▶ [Extracted information]:
^^^^^^^^

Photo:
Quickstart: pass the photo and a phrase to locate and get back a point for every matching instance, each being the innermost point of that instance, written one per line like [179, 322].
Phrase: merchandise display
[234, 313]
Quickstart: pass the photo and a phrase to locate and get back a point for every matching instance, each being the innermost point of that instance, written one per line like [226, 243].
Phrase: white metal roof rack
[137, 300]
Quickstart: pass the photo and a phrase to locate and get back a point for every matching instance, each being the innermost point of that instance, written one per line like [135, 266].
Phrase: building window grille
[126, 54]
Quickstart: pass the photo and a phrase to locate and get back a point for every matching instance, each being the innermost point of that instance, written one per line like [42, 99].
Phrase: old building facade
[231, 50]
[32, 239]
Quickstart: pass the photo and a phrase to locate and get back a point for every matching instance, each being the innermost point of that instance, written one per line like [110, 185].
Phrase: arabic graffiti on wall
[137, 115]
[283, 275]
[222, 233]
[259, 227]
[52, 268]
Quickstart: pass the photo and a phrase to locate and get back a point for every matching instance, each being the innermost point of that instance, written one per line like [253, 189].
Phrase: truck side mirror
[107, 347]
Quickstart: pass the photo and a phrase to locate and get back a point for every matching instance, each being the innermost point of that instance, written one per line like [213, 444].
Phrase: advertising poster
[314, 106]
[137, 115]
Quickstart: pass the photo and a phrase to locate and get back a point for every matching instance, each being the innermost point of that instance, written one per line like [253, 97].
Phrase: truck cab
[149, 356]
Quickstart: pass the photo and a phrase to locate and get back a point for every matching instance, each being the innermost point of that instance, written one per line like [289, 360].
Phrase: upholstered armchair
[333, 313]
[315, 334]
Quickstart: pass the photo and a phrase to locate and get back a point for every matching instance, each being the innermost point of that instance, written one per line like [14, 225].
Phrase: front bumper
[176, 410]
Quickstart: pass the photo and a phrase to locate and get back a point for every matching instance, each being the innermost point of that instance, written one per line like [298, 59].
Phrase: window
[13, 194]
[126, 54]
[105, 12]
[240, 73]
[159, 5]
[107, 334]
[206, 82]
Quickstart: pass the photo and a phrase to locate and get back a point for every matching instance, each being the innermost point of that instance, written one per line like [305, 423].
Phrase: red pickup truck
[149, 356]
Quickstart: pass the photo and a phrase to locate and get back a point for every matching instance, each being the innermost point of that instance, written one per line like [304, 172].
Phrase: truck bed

^^^^^^^^

▶ [Task brief]: Write out every entry again exactly, please, with nothing missing.

▶ [Written answer]:
Photo:
Quickstart: pass the photo and a phrase to locate and get back a point for every matching instance, each being the innermost point of that instance, written one per line like [179, 322].
Phrase: merchandise display
[234, 313]
Quickstart: pass the photo and a phrase to locate and get back a point for every matching instance, each being the innermost point of that instance, written one per line like [226, 243].
Phrase: white metal roof rack
[137, 300]
Quickstart: pass the photo and a phrase to locate and get back a point for every matching instance, each being the innermost point of that instance, written one per line like [135, 266].
Phrase: building window grille
[126, 54]
Quickstart: pass the photo and a phrase to locate and get back a point for every matching instance, each being the innermost point of that instance, written one per line like [42, 99].
Phrase: old building facade
[231, 50]
[32, 239]
Quickstart: pass the photo and a phrase to locate and get back a point for every matching instance, each being the innermost point of that instance, written one per line like [110, 185].
Phrase: arabic graffiti on wall
[137, 115]
[283, 275]
[222, 233]
[259, 227]
[52, 268]
Quickstart: pass the photo and a phrase to locate and get back a point for every matching instance, each being the innermost point of that instance, written one per line like [253, 189].
Phrase: truck side mirror
[107, 347]
Quickstart: pass the photo and a phrase to locate and get back a point for every matching instance, each being the innermost point of that instance, written one per line like [213, 444].
Phrase: advertising poster
[314, 106]
[137, 115]
Quickstart: pass the photo and a phrase to locate and get back a point for every matching instance, each being the innermost point of that instance, written one per line like [253, 97].
Phrase: truck cab
[149, 356]
Quickstart: pass the photo and a phrase to locate and get back a point for every matching instance, each being the innermost point of that instance, written one per line like [289, 360].
Phrase: upholstered armchair
[333, 313]
[315, 334]
Quickstart: pass the photo and a phrase to locate and get back a point for every matching instance, each being the innermost point of that instance, written one per line like [14, 225].
Phrase: front bumper
[176, 410]
Quickstart: pass the photo and a phrase to locate and get back a point for every matching instance, each being the innermost point of that instance, written one per line like [298, 59].
Phrase: window
[13, 194]
[126, 54]
[105, 12]
[240, 73]
[159, 5]
[107, 334]
[206, 82]
Quickstart: pass the photo and a phrase to locate and get back a point for every matching instance, each being the innermost point of that instance, written one per line like [305, 423].
Phrase: red pickup truck
[149, 356]
Quickstart: pass the photo and a phrase to locate and get back a point for every matching instance, each being the innermost point of that instance, written one per line like [304, 172].
Phrase: truck bed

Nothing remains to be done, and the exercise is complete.